[DATA LISTING]
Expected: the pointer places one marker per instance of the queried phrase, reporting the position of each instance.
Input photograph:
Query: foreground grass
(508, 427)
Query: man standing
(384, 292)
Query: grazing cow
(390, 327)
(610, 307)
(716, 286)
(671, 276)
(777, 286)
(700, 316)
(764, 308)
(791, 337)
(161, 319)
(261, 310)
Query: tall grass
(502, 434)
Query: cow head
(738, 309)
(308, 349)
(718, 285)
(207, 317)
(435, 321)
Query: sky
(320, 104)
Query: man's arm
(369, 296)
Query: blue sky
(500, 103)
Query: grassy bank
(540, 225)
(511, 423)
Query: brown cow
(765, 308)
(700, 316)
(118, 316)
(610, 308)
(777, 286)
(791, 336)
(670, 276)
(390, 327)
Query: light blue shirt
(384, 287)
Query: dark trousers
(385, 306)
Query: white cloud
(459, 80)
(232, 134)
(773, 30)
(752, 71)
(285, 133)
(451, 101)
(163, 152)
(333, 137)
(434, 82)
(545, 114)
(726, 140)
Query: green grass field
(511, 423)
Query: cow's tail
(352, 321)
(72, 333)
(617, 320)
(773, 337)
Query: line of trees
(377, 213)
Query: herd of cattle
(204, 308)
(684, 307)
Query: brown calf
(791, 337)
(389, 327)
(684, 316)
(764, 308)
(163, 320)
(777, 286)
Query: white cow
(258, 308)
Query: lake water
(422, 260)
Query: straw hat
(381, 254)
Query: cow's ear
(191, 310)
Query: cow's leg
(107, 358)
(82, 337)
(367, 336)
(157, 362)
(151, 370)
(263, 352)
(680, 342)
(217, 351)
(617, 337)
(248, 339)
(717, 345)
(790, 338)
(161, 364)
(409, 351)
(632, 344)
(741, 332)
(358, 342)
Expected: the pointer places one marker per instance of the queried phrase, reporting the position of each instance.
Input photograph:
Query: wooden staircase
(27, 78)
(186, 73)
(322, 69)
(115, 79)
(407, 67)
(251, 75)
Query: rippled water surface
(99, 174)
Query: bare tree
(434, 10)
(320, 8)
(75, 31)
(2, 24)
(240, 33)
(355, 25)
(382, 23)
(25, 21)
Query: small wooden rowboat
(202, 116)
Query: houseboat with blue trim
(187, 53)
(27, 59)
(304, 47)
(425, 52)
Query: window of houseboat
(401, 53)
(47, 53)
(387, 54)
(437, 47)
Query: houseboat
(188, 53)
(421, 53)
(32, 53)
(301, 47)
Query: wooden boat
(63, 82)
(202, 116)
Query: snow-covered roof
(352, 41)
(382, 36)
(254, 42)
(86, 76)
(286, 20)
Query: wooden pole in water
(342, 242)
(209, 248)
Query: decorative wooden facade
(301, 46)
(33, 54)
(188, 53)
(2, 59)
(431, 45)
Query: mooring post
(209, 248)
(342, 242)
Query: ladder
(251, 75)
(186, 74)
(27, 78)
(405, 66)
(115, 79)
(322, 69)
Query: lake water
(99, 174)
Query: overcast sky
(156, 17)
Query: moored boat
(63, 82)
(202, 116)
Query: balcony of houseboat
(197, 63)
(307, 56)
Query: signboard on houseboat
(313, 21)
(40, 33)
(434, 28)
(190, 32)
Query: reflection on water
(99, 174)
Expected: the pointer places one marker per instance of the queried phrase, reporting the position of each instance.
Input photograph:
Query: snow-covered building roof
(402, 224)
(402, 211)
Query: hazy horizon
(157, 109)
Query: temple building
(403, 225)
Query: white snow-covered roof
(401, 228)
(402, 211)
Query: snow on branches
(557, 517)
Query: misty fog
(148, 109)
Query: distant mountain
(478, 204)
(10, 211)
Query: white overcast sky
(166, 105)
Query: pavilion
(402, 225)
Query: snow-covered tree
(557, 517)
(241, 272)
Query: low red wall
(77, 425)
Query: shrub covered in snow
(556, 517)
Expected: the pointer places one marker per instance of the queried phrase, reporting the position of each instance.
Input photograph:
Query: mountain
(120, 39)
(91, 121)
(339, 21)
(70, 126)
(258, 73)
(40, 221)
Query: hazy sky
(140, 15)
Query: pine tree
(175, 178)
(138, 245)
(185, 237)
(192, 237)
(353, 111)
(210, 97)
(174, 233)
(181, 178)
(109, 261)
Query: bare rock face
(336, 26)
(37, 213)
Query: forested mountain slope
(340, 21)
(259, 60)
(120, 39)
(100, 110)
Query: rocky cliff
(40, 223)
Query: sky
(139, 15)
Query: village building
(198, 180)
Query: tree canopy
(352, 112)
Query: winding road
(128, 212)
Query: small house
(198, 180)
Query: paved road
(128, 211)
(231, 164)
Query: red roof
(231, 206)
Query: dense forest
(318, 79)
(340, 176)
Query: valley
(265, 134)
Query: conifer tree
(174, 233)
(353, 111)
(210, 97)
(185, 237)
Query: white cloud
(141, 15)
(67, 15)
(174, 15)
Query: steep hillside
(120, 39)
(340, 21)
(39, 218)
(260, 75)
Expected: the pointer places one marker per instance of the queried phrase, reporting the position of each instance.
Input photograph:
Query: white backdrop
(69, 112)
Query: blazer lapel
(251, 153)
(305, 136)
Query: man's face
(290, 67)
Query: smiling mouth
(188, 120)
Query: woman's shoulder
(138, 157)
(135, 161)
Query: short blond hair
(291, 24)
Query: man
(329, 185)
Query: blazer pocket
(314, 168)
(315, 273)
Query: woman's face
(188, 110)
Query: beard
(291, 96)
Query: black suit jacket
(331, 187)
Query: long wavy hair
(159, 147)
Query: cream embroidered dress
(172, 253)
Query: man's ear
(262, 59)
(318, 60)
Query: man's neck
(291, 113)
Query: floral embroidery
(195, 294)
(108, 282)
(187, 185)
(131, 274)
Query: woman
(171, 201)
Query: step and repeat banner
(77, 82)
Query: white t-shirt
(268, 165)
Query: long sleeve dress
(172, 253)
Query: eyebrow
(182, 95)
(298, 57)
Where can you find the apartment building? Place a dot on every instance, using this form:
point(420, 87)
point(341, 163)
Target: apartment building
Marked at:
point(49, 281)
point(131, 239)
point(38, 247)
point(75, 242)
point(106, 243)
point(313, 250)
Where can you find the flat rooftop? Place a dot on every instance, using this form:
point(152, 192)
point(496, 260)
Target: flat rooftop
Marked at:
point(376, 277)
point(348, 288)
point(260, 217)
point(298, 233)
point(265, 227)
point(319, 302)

[AIM OF THE EXERCISE]
All of the entries should be repeated word for word.

[EXERCISE ANSWER]
Expected: the pointer places one marker per instance of the queried phrase, reporting the position of each instance.
Input photograph:
Query: foreground grass
(508, 427)
Query: man standing
(384, 292)
Query: grazing cow
(390, 327)
(610, 307)
(716, 286)
(671, 276)
(777, 286)
(700, 316)
(764, 308)
(791, 337)
(161, 319)
(261, 310)
Query: tall grass
(502, 434)
Query: cow head
(738, 309)
(308, 349)
(718, 285)
(207, 317)
(435, 321)
Query: sky
(320, 104)
Query: man's arm
(369, 296)
Query: blue sky
(500, 103)
Query: grassy bank
(540, 225)
(511, 423)
Query: brown cow
(765, 308)
(700, 316)
(118, 316)
(610, 308)
(777, 286)
(791, 336)
(670, 276)
(390, 327)
Query: light blue shirt
(384, 287)
Query: dark trousers
(385, 306)
Query: white cloud
(459, 80)
(232, 134)
(773, 30)
(752, 71)
(285, 133)
(451, 101)
(163, 152)
(333, 137)
(434, 82)
(545, 114)
(726, 140)
Query: green grass field
(511, 423)
Query: cow's tail
(352, 321)
(72, 333)
(617, 320)
(773, 337)
Query: line of trees
(377, 213)
Query: herd of cattle
(204, 308)
(684, 307)
Query: brown calf
(791, 337)
(389, 327)
(684, 316)
(764, 308)
(163, 320)
(777, 286)
Query: white cow
(258, 308)
Query: lake water
(422, 260)
Query: straw hat
(381, 254)
Query: cow's ear
(191, 310)
Query: cow's leg
(107, 358)
(82, 337)
(367, 336)
(157, 362)
(151, 370)
(263, 352)
(680, 342)
(217, 351)
(617, 337)
(248, 339)
(717, 345)
(790, 338)
(161, 364)
(409, 351)
(632, 344)
(741, 332)
(358, 342)
Expected: the pointer places one marker per instance of the queried phrase, reporting the position of each instance.
Input photograph:
Query: wooden staircase
(27, 78)
(186, 73)
(322, 69)
(115, 79)
(407, 67)
(251, 75)
Query: rippled water surface
(99, 174)
Query: bare tree
(434, 10)
(320, 8)
(75, 31)
(2, 24)
(240, 33)
(355, 25)
(382, 23)
(25, 21)
Query: small wooden rowboat
(202, 116)
Query: houseboat with blue trim
(187, 53)
(27, 59)
(304, 47)
(425, 52)
Query: window of houseboat
(401, 53)
(47, 53)
(387, 54)
(437, 47)
Query: houseboat
(188, 53)
(421, 53)
(32, 53)
(301, 47)
Query: wooden boat
(63, 82)
(202, 116)
Query: snow-covered roof
(352, 41)
(382, 36)
(254, 42)
(86, 76)
(286, 20)
Query: wooden pole in water
(342, 242)
(209, 248)
Query: decorative wooden facade
(301, 46)
(33, 54)
(188, 53)
(2, 59)
(431, 45)
Query: mooring post
(209, 248)
(342, 242)
Query: ladder
(251, 75)
(186, 74)
(27, 78)
(405, 66)
(115, 79)
(322, 69)
Query: lake water
(99, 174)
Query: overcast sky
(156, 17)
Query: moored boat
(63, 82)
(202, 116)
Query: balcony of houseboat
(197, 63)
(307, 56)
Query: signboard on houseboat
(313, 21)
(40, 33)
(434, 28)
(190, 32)
Query: reflection on water
(99, 174)
Expected: the pointer places one marker per instance of the queried phrase, reporting the position of each instance.
Input photograph:
Query: snow-covered building roof
(402, 224)
(402, 211)
Query: hazy horizon
(157, 109)
Query: temple building
(403, 225)
Query: white snow-covered roof
(401, 228)
(402, 211)
Query: snow on branches
(557, 517)
Query: misty fog
(148, 109)
Query: distant mountain
(478, 204)
(10, 211)
Query: white overcast sky
(166, 105)
Query: pavilion
(402, 225)
Query: snow-covered tree
(557, 517)
(241, 272)
Query: low red wall
(77, 425)
Query: shrub covered in snow
(556, 517)
Expected: the pointer places one marker per instance of the queried phrase, reporting the position of each instance.
Input photograph:
Query: mountain
(120, 39)
(91, 121)
(339, 21)
(70, 126)
(258, 73)
(40, 221)
Query: hazy sky
(140, 15)
Query: pine tree
(175, 178)
(138, 245)
(185, 237)
(192, 237)
(353, 111)
(210, 97)
(174, 233)
(181, 178)
(109, 261)
Query: bare rock face
(336, 26)
(37, 213)
Query: forested mountain slope
(340, 21)
(259, 60)
(120, 39)
(100, 110)
Query: rocky cliff
(40, 223)
Query: sky
(139, 15)
Query: village building
(198, 180)
Query: tree canopy
(352, 112)
Query: winding road
(128, 212)
Query: small house
(198, 180)
Query: paved road
(128, 211)
(231, 164)
Query: red roof
(231, 206)
Query: dense forest
(318, 79)
(340, 176)
Query: valley
(265, 134)
Query: conifer tree
(174, 233)
(353, 111)
(210, 97)
(185, 237)
Query: white cloud
(141, 15)
(67, 15)
(174, 15)
Query: steep hillside
(120, 39)
(340, 21)
(39, 218)
(260, 75)
Expected: the pointer places one marker per instance of the queried phrase, reporting the position of each instance.
Input photograph:
Query: white backdrop
(69, 112)
Query: blazer lapel
(251, 153)
(305, 136)
Query: man's face
(290, 67)
Query: smiling mouth
(188, 120)
Query: woman's shoulder
(138, 157)
(135, 161)
Query: short blond hair
(291, 24)
Query: man
(329, 185)
Query: blazer pocket
(314, 168)
(315, 273)
Query: woman's face
(188, 110)
Query: beard
(291, 96)
Query: black suit jacket
(331, 187)
Query: long wavy hair
(159, 147)
Query: cream embroidered dress
(172, 253)
Query: man's ear
(262, 59)
(318, 60)
Query: man's neck
(291, 113)
Query: floral embroidery
(195, 294)
(108, 282)
(187, 185)
(131, 274)
Query: woman
(171, 201)
Query: step and repeat banner
(77, 82)
Query: white t-shirt
(268, 165)
Query: long sleeve dress
(172, 253)
Query: eyebrow
(182, 95)
(298, 57)
Where can you find the apartment building? Place a dot on every instance, using this form:
point(420, 87)
point(341, 163)
Target: apartment building
Marked at:
point(49, 281)
point(131, 239)
point(38, 247)
point(75, 242)
point(106, 243)
point(313, 250)
Where can you find the flat rooftop? Place a dot on every instance, using this form:
point(152, 192)
point(496, 260)
Target: flat rooftop
Marked at:
point(376, 277)
point(348, 288)
point(260, 217)
point(298, 233)
point(265, 227)
point(319, 302)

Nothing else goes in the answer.